## [Problem details]
Reproduce the listing from the line containing "Can you find the green shrub?" up to and including the line containing "x=17, y=389", with the requests left unchanged. Shift every coordinate in the answers by adding 91 to each x and y value.

## [Data for the task]
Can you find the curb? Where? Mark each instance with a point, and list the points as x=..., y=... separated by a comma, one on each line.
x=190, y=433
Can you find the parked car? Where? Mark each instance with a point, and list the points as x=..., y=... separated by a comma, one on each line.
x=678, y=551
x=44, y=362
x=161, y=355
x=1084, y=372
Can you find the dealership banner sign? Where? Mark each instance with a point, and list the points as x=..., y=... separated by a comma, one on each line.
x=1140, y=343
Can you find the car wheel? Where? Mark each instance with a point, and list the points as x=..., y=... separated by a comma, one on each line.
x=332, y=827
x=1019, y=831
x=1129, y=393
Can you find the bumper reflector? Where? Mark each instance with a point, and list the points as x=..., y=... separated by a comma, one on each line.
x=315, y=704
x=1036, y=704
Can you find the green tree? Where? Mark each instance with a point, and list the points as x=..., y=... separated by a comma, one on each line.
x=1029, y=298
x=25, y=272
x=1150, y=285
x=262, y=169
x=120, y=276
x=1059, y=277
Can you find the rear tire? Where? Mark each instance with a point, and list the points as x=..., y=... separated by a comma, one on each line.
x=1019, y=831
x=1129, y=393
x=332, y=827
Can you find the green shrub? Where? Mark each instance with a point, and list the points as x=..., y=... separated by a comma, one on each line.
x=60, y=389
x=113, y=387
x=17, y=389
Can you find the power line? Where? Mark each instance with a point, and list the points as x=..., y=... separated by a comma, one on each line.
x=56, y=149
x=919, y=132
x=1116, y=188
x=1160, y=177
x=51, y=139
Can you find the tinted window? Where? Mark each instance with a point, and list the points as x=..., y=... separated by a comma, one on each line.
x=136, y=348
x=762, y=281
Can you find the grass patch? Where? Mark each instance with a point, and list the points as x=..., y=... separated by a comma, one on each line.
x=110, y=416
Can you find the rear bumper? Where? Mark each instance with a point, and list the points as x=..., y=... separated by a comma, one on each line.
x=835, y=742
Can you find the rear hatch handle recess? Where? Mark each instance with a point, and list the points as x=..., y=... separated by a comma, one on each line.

## [The output]
Can you find the green shrub? Where? Mark each instance with a point, and list the points as x=..., y=... separated by a comma, one on each line.
x=151, y=480
x=204, y=478
x=108, y=480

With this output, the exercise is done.